Hi Lukas,

On Thu, May 08, 2014 at 10:20:28AM +0200, Lukas Tribus wrote:
> Hi Willy,
> 
> >> When it uses the private cache, I would also have to change the
> >> configuration to allow ssl sessions over multiple http requests right?
> >
> > No you don't need to change anymore, what Emeric's patch does is to
> > reimplement a hand-crafted spinlock mechanism.
> 
> Two slightly unrelated questions:
> 
> When we do those kind of workarounds (tcp mode, reconnecting to our own
> HTTP(S) frontend), would using unix sockets be more performant (causing
> less load) than TCP over the loopback or are there disadvantages?

For SSL they're much better than plain TCP sockets, the network stack
is lighter, the connection rate is much higher, there are no ports to
allocate on any side. The two real disadvantages I'm seeing to unix
sockets here are :
  - no support for splice() which means that transferring data between
    processes involves a copy. When using SSL that's not an issue since
    we already can't splice with SSL.

  - having to connect via the filesystem is not always fun to configure
    with chroots. But Linux supports abstract sockets, which solve this
    trouble.

Data excerpt:

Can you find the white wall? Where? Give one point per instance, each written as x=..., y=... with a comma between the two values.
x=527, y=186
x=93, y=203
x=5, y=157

Stated goal: In the reply about unix sockets, what does Linux support that solves the trouble of configuring filesystem connections with chroots?

Exercise result: Abstract sockets.